*EXERCISE DESCRIPTION*
Find the line containing "Target: brick wall" in the listing below; reproduce it and every line after, exactly. Skip pictures.

[Entries from a pointing dataset]
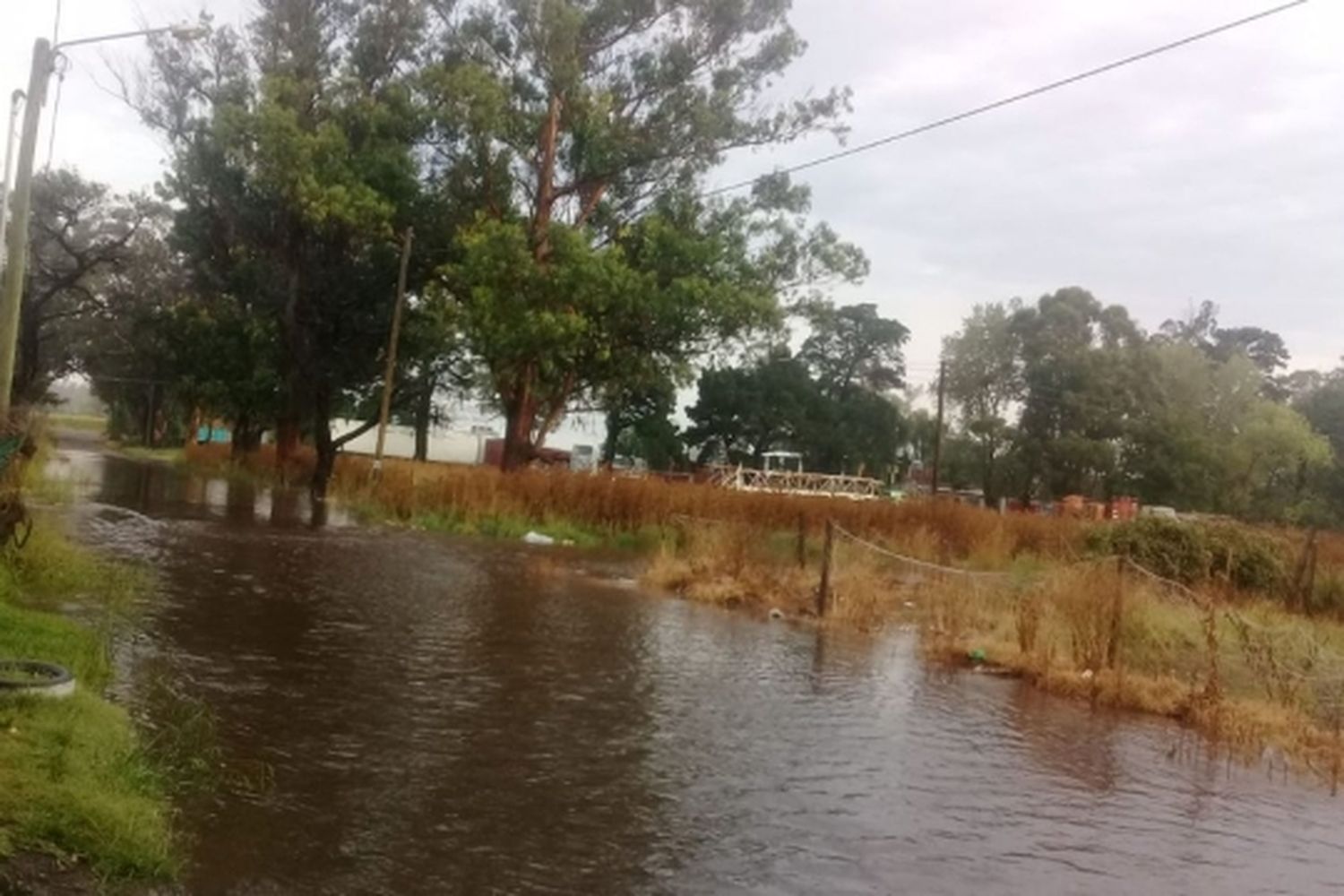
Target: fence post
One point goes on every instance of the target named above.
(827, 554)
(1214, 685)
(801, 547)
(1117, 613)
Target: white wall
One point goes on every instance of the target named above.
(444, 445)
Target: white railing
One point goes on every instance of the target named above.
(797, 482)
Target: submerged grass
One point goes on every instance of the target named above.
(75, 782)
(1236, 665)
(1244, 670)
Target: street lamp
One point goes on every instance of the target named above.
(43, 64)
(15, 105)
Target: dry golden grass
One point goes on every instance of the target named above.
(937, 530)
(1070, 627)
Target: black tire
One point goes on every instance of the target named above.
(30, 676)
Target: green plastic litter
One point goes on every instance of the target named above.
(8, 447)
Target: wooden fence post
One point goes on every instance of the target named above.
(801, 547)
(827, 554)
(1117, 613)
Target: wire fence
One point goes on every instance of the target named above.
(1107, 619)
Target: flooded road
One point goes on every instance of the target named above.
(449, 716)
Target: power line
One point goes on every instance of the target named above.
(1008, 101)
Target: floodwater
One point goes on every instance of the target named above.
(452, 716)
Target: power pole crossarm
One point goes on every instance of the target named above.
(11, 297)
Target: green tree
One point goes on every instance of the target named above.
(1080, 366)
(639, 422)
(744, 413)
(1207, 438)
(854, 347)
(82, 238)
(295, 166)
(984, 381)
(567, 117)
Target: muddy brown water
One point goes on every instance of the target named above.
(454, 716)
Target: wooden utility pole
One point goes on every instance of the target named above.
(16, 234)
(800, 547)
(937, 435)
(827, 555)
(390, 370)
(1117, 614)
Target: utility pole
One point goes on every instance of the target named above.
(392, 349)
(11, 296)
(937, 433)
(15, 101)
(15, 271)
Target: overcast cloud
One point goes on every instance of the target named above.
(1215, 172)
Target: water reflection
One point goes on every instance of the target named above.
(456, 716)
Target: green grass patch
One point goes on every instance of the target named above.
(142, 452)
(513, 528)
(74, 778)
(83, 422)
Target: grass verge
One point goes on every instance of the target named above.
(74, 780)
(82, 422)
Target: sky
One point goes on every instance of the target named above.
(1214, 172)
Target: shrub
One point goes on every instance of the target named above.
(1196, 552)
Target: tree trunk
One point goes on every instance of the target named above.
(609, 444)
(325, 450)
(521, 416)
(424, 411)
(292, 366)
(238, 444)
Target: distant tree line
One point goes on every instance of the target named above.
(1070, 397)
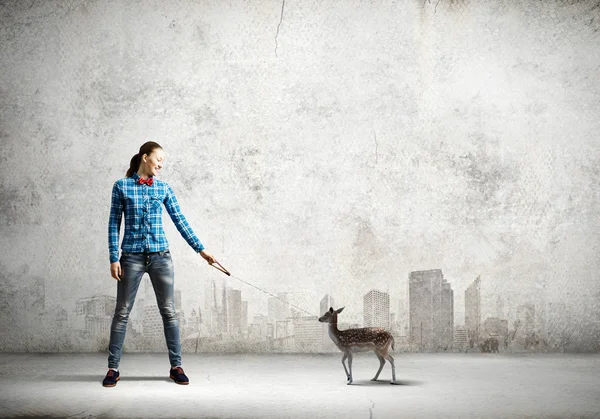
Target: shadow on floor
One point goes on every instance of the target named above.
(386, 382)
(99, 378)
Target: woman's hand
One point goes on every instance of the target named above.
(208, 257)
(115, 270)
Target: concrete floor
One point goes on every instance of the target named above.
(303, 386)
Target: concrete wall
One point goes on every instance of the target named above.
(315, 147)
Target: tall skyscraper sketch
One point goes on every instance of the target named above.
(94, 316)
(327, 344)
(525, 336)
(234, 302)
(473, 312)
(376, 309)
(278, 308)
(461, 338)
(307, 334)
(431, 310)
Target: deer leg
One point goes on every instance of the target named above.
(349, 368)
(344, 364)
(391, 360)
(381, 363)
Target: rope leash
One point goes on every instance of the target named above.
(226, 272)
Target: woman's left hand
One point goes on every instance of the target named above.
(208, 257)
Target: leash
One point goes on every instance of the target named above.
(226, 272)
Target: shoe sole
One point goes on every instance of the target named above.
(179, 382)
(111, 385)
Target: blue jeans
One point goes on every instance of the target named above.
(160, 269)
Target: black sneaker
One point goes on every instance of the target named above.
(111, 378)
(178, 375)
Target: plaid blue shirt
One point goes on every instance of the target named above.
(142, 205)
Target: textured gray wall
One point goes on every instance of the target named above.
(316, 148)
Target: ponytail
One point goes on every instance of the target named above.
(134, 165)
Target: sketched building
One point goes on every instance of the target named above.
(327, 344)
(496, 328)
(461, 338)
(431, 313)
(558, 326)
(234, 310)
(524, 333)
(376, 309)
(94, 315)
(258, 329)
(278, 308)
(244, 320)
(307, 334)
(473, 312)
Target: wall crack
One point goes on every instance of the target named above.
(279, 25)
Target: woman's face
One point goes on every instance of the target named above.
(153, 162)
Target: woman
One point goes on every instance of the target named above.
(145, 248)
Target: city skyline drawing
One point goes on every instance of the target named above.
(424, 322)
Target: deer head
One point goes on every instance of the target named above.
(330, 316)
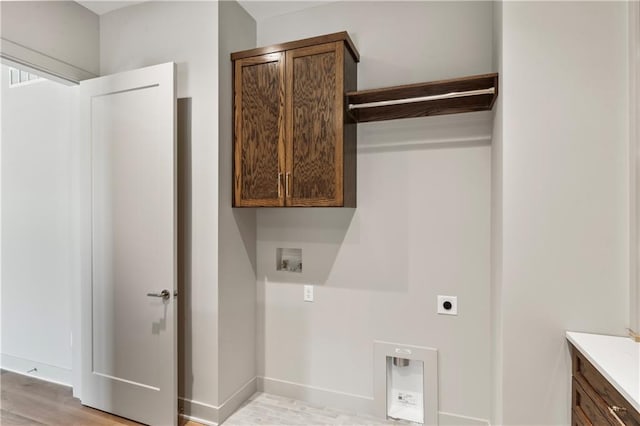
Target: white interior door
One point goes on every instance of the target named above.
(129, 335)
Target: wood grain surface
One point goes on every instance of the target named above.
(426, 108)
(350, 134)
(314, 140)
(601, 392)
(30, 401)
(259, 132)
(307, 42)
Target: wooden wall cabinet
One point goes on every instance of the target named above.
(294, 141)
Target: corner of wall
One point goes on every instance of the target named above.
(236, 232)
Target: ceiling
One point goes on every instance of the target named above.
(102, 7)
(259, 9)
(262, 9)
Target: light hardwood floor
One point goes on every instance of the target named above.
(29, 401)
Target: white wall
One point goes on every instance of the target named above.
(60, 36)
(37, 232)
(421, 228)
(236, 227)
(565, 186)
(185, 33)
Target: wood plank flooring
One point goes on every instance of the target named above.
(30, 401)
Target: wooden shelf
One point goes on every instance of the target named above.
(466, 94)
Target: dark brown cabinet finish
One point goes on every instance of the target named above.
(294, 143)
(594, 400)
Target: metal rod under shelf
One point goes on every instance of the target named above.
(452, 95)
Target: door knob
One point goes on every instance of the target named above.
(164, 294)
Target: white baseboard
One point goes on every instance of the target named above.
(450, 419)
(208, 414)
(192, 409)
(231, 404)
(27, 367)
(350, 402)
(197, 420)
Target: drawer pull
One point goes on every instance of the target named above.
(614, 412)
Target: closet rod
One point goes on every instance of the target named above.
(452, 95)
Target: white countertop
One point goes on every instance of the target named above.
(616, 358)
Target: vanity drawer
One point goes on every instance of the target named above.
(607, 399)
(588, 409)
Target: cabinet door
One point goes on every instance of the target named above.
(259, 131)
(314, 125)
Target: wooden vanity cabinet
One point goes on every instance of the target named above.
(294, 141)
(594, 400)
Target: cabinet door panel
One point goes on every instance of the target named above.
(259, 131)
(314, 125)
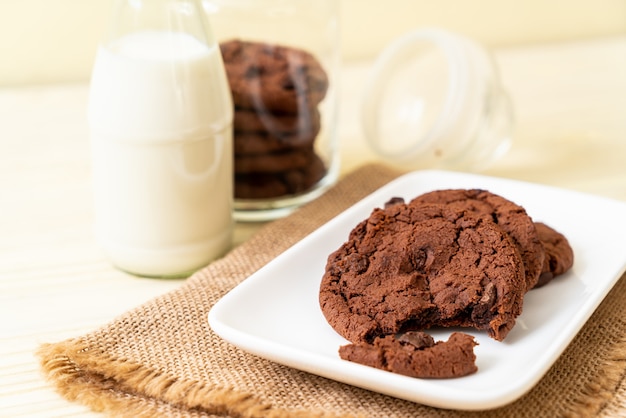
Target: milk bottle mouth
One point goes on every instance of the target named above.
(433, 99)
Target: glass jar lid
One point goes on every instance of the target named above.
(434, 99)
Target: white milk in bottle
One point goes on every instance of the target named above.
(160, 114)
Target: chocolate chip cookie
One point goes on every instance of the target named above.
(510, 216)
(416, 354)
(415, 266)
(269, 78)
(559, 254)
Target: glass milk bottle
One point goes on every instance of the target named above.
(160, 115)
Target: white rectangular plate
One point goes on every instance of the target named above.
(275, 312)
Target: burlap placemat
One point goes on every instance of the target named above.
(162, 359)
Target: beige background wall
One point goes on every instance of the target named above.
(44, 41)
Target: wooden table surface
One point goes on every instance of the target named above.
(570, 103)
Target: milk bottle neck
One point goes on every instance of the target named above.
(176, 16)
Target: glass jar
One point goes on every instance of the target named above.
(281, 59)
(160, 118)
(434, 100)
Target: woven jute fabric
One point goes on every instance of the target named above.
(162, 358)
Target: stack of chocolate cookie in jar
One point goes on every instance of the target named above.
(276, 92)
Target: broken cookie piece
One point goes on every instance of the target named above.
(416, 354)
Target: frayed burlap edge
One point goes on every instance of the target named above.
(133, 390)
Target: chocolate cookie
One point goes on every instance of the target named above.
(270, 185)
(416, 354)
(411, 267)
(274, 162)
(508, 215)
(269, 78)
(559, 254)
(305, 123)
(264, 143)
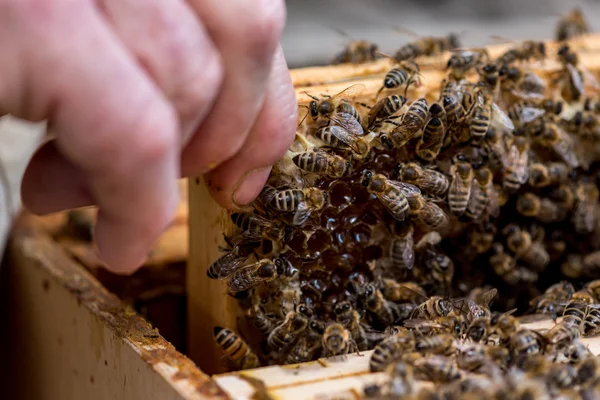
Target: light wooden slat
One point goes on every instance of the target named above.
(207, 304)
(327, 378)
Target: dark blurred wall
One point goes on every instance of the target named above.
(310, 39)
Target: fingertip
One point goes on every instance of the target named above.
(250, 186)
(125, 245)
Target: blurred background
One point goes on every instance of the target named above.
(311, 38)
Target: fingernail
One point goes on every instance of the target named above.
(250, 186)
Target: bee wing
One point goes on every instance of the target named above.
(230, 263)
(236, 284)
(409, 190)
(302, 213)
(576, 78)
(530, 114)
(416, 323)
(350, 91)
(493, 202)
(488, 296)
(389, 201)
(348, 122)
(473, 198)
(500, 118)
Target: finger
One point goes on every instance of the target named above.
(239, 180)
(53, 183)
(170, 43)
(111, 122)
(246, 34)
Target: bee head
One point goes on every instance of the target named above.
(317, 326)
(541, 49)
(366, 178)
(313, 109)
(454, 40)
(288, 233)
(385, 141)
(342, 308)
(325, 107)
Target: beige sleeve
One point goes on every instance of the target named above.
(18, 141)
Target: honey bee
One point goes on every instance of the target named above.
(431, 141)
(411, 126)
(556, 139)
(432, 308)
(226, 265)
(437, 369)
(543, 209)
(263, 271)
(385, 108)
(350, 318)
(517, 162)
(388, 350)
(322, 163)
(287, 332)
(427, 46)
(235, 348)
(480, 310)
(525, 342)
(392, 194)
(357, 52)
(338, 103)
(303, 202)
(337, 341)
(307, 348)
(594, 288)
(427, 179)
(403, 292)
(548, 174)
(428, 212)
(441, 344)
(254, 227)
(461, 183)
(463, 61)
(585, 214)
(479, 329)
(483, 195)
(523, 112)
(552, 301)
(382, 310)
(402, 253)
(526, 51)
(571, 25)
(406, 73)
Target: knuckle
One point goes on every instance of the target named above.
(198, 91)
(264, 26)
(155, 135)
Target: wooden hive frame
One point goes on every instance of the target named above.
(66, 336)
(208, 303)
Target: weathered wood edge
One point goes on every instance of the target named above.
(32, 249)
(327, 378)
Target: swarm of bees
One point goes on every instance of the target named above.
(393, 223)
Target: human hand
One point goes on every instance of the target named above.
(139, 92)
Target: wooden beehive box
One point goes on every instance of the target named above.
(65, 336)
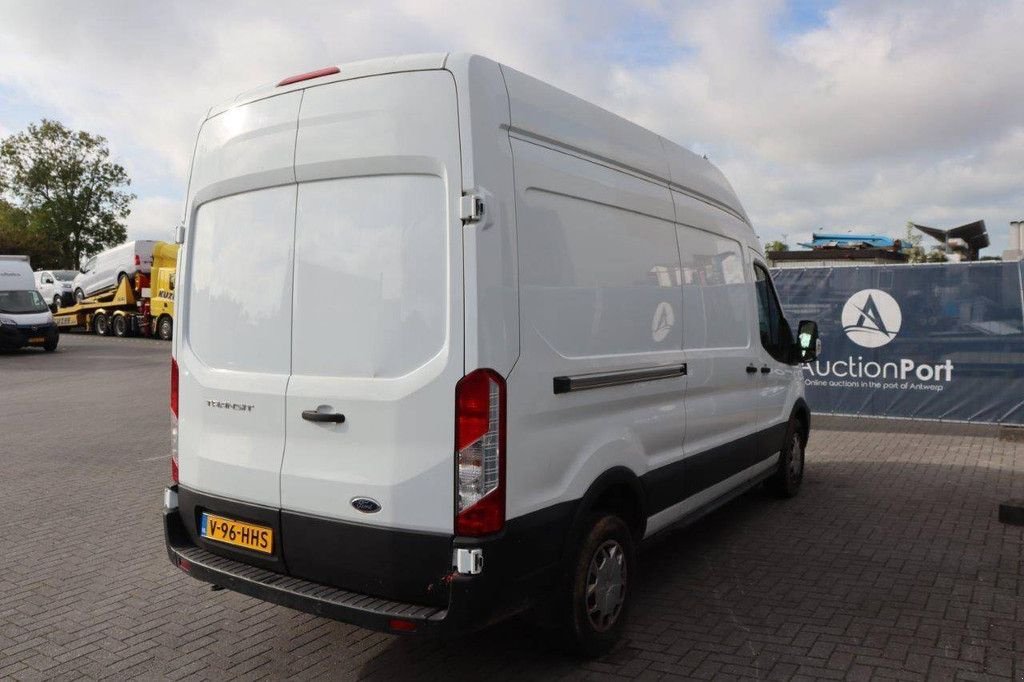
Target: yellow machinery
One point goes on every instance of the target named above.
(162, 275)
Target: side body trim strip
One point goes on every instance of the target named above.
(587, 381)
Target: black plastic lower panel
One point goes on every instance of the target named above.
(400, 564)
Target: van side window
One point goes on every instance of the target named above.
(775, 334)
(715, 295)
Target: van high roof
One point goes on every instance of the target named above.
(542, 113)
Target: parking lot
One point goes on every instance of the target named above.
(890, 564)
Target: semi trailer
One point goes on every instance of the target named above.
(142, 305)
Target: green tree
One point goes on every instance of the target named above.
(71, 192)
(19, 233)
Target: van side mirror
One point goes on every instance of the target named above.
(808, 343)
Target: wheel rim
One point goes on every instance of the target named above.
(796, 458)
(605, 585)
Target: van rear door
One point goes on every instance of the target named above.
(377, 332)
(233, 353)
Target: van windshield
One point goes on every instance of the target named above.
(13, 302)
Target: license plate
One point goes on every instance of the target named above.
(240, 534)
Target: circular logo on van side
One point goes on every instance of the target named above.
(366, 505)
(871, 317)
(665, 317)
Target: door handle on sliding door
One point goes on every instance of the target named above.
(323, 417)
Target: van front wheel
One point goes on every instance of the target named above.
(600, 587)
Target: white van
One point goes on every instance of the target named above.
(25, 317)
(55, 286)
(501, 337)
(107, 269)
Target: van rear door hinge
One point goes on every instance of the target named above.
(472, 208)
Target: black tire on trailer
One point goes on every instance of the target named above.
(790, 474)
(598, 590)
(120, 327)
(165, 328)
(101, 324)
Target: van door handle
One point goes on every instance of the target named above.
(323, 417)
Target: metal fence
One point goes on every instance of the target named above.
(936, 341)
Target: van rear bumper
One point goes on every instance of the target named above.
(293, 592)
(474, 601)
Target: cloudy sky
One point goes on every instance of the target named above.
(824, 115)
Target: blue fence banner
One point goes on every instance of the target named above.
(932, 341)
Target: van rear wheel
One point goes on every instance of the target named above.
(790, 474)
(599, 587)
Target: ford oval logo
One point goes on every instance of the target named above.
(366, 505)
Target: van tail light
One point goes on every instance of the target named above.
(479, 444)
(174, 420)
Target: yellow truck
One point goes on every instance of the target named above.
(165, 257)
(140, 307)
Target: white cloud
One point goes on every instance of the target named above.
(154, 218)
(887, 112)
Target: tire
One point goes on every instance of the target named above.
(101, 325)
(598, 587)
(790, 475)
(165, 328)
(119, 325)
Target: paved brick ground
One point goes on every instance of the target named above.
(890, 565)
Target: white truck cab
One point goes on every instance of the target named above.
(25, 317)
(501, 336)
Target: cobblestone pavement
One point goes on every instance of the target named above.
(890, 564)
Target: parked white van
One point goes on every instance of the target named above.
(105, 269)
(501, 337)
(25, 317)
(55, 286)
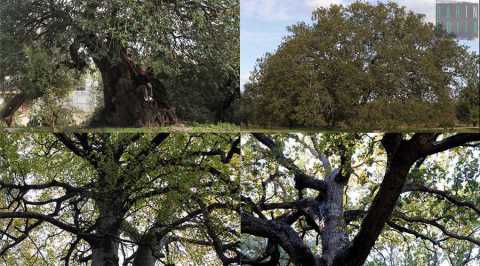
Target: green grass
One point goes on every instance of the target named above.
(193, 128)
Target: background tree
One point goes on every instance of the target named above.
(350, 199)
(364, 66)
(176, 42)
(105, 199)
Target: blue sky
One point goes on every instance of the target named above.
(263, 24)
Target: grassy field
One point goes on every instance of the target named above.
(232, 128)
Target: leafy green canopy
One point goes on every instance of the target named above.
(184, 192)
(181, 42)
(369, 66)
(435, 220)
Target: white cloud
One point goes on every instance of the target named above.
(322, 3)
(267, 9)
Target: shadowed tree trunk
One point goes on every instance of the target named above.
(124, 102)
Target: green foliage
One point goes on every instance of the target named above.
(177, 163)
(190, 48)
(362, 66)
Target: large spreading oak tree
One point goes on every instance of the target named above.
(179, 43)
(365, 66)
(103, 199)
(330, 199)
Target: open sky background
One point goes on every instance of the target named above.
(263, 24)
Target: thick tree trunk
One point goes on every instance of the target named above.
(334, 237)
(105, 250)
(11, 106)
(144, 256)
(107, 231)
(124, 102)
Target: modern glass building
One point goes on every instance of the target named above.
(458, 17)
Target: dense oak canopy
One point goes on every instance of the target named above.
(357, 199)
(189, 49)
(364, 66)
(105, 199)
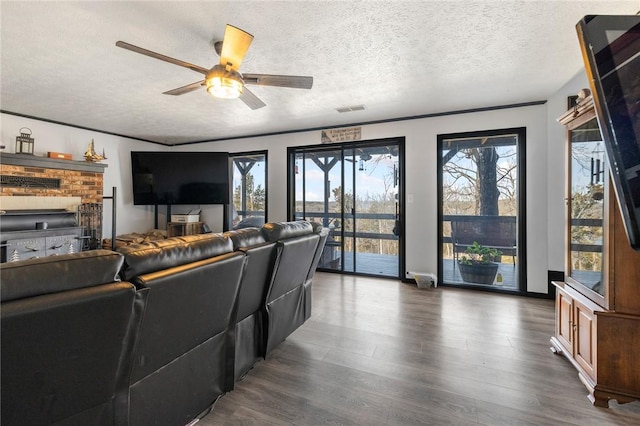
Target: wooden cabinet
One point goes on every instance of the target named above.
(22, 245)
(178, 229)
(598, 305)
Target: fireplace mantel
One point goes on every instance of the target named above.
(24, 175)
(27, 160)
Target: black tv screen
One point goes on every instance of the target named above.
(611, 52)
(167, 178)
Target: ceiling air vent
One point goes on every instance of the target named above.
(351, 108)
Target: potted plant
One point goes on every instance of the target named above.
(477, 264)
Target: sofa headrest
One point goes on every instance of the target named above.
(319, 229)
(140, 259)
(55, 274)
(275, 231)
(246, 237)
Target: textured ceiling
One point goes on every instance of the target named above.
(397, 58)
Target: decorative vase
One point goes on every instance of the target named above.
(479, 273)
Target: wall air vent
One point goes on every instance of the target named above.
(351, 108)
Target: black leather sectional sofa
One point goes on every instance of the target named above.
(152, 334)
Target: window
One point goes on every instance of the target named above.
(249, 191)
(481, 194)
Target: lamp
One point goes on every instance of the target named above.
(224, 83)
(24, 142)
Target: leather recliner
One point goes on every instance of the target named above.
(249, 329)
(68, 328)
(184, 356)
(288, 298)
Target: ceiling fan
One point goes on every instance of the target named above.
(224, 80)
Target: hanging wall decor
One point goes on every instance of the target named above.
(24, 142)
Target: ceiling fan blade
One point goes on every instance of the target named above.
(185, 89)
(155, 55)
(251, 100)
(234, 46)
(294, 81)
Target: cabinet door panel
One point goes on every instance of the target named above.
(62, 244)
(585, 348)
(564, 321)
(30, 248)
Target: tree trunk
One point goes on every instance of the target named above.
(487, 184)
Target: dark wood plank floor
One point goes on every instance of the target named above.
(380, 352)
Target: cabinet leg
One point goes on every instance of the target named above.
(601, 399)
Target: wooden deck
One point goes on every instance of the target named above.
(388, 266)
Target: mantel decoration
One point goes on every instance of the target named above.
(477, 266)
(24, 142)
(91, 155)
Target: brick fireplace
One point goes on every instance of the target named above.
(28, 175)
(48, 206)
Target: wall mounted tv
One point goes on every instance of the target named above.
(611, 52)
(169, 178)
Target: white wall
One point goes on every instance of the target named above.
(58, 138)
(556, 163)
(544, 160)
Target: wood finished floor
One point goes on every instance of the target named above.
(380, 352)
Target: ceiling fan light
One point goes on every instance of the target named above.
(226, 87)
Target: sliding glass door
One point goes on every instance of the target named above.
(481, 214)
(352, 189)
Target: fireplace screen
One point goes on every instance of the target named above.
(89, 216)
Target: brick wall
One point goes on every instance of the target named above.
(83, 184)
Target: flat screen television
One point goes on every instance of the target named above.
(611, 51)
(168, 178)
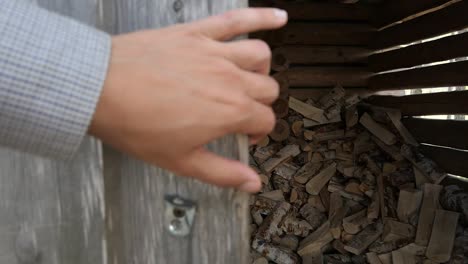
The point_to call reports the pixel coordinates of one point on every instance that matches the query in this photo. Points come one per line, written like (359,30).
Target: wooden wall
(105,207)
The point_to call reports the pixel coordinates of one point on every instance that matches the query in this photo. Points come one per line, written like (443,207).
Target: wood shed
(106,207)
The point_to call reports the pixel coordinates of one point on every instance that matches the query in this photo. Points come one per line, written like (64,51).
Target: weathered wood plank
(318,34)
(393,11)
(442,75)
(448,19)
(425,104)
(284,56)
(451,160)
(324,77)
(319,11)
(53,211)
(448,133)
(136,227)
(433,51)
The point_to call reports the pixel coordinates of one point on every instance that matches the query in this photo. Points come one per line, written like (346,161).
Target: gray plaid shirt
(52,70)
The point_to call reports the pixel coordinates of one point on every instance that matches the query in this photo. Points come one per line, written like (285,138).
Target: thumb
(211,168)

*SOLUTION FOR THIS EXERCISE*
Target: brick wall
One point goes on every instance of the target named above.
(83, 184)
Target: flat screen television
One point goes on every instance of the target named above.
(611, 51)
(168, 178)
The point_to call reports the pixel coordinates of one point on every instance that matches the query in this photo. Points come one per line, written like (359,30).
Target: wooden wall
(105,207)
The point_to call reports the pixel coordinates of one point on every instance that matches the query in this photo. Points come one per line, written like (443,207).
Target: wood shed
(106,207)
The point_to call reports the pixel coordinates of one point on every instance that matches the query in this photo. Points come one per line, written like (64,51).
Target: weathered wood plank
(318,34)
(393,11)
(442,75)
(448,19)
(425,104)
(284,56)
(451,160)
(324,77)
(319,11)
(53,211)
(448,133)
(136,227)
(433,51)
The point_to call reports the pixel coordinates of one point on every instance that matches the query in this photo. Points come one per line, written like (346,161).
Target: gray plaid shirt
(52,70)
The point_to call reports the pixel coordinates of one point on every instance that matches the query in this photo. Points come one per line, written like (285,138).
Target: thumb
(211,168)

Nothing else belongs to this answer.